### Texto para leitura
Com mais gente em casa, trabalhando no chamado "home office" (escritório caseiro????), em variados graus de isolamento e confinamento social, a música se tornou uma companhia indispensável. 

Dados da própria indústria mostram o crescimento de 24,9% nas vendas de música em 2020, na comparação com 2019, um efeito direto da pandemia (clique aqui para saber mais no ótimo texto de Mauro Ferreira, de O Globo). 

Uma consequência deste movimento é que nunca antes tanta gente lançou música nova ou CDs/DVDs/documentários musicais ao vivo, ampliando a oferta e a pulverização de obras de arte, reduzindo, de certa forma, o alcance e o impacto destes lançamentos. 

Trabalhar é o melhor remédio, diz o violeiro Ricardo Vignini, que gravou e lançou três CDs em 2020, mas, em muitos aspectos e circunstâncias, isso deixa de ser uma alternativa viável para a maioria. De que adianta lançar produto novo se o consumo é baixo diante da falta generalizada de dinheiro e da concorrência encarniçada por alguma luz no fim do túnel e por algum naco de atenção?

As lives surgiram de improviso e como uma solução temporária, em uma aposta no controle da pandemia. O vírus continua descontrolado, matando cada vez mais, e as lives perderam o seu apelo por conta de seu formato limitado e pouco estimulante.

A tardia Lei Aldir Blanc, com sua inerente burocracia estatal, ainda não chegou a quem precisa - artistas esfomeados e profissionais do meio artístico desempregados. Vocês esperavam o caos? Então tiveram o pior possível.

Nem o mais empedernido adversário do governo incompetente e incapaz poderia imaginar a ferocidade do terror cultural empreendido contra o segmento - e Jair Bolsonaro e seu governo de inspiração fascista arrumaram o melhor aliado possível para derrubar o setor cultural.

Montanha (FOTO: MARCELO MOREIRA)

Um ano depois da chegada do vírus, as perspectivas são terríveis e sem um pingo de solução à vista. Continuamos longe dos shows, e os músicos permanecem padecendo no inferno da inatividade, da falta de dinheiro e de perspectivas.

Claro que dá para sentir um pouco de inveja da Austrália, onde a situação permitiu que o Midnight Oil, importante banda dos anos 80, pudesse reinaugurar o circuito de espetáculo por lá em uma apresentação para 13 mil pessoas.

É uma realidade bastante distante para brasileiros sul-americanos em geral e europeus, embora nem tanto para os norte-americanos. 

A vacinação em massa nos Estados \Unidos é um alento para o mercado na lona, que já projeta turnês a partir de setembro, quando pelo menos 200 milhões de habitantes deverão estar vacinados.

### Dados de apontamento por expressão referencial
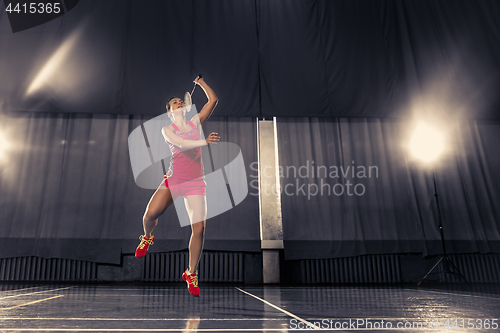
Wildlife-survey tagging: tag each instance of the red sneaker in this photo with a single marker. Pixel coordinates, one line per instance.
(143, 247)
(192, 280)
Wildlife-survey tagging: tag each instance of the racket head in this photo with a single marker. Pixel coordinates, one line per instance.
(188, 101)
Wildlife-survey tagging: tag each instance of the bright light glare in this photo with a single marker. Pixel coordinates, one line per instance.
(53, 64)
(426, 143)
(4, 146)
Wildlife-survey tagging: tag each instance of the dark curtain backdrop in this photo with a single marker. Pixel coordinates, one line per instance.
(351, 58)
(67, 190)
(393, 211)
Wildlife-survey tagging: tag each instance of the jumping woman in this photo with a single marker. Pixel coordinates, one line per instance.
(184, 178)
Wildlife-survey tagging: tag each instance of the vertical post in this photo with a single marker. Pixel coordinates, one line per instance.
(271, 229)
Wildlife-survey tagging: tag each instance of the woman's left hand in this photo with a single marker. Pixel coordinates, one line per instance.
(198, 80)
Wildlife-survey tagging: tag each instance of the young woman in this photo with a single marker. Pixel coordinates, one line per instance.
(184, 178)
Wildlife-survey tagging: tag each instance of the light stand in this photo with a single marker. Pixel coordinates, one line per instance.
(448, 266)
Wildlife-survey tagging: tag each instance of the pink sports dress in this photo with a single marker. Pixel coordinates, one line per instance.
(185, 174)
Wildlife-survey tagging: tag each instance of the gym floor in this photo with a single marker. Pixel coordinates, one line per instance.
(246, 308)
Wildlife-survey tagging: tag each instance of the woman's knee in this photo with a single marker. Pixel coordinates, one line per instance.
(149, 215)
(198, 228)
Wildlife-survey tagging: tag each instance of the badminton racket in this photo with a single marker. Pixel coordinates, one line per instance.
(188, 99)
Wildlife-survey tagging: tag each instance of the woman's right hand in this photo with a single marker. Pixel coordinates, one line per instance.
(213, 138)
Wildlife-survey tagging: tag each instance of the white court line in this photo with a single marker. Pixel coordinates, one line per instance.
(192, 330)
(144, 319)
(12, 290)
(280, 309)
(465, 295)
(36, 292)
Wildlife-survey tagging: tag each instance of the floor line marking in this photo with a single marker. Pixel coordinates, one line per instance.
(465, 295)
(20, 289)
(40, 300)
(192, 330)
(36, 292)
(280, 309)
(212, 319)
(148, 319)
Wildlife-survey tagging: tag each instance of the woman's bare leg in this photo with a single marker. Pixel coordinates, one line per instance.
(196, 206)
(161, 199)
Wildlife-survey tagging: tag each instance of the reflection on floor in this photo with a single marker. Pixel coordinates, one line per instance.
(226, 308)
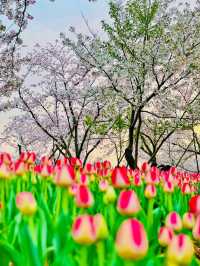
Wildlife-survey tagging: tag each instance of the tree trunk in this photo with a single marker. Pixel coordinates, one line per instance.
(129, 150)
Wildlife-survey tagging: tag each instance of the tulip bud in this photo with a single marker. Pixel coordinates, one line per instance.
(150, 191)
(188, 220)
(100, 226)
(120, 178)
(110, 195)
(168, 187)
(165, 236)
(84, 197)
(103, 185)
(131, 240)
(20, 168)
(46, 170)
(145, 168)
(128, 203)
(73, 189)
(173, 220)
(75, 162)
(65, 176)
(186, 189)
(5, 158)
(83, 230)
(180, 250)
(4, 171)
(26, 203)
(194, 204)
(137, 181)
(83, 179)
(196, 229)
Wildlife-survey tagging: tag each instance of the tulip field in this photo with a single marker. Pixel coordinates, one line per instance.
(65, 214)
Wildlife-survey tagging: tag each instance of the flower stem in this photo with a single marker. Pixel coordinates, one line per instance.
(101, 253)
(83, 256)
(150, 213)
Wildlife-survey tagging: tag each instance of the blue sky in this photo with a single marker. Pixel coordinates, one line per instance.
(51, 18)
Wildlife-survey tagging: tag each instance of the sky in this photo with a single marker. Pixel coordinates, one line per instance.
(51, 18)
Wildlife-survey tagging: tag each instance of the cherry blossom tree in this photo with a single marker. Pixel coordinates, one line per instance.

### O que fazer
#1 No texto sobre a música na pandemia, liste os tipos de lançamento que, segundo a frase iniciada por "Uma consequência deste movimento", nunca antes tanta gente lançou.
#2 Segundo o texto sobre a música na pandemia, para quantas pessoas o Midnight Oil tocou na Austrália?
#3 Prossiga com o texto sobre a música na pandemia a partir da última frase apresentada.
Os registros não têm relação com o texto sobre a música na pandemia.

### Respostas em ordem
#1 Música nova; CDs; DVDs; documentários musicais ao vivo.

#2 Para 13 mil pessoas.

#3
Alento? Para quem? Com mais de 3 mil mortos por dia (uma catástrofe como a do 11 de setembro, em Nova York, todos os dias), ´com que tipo de perspectiva é possível sonhar?

Nem mesmo os artistas bolsonaristas - um dos maiores absurdos lógicos da história, já que Bolsonaro que destruir a arte e o conhecimento - conseguem ânimo para reagir e fingir que nada está perdido, que há esperança. 

Finalmente músicos e fãs bolsonaristas pararam de terceirizar a culpa pela inexistente gestão no Brasil e se recolheram aos seus buracos, envergonhados e padecendo pelas consequências da crise gigantesca, muito em grande parte agravadas pela incompetência e burrice ideológica do governo federal.

Um ano depois as guitarras continuam caladas e os palcos, vazios. Ainda sonho, de vez em quando, com um solo de Vinícius Castelli, guitarrista do Montanha, ou com as pancadas da bateria de Roby Pontes, do Golpe de Estado. São ecos de um passado que parece longínquo, de outra era, em que o mundo não estava suspenso e em suspense.

Realmente, estamos ouvindo bem mais música do que nos anos mais recentes, mas eu queria que isso tivesse ocorrido em circunstâncias normais, e não pelo confinamento imposto por uma pandemia que ficou incontrolável por incompetência de um governo que também se recusou a agir.

Eu queria poder ouvir o meu blues no boteco de bairro improvável em um fundão de São Bernardo e não ter de ler que uma série de bares bacanas teve de fechar as portas. 

Queria não ter o desprazer de ler que músicos estão vendendo seus instrumentos ou fechando seus estúdios. 

Queria poder ouvir um CD/mp3/streaming sabendo que, dias depois, estaria na grade para ver o melhor show daquela semana.

No momento, só nos resta saber quando é que vamos acordar deste pesadelo interminável para poder ouvir uma guitarra bem pesada ao vivo.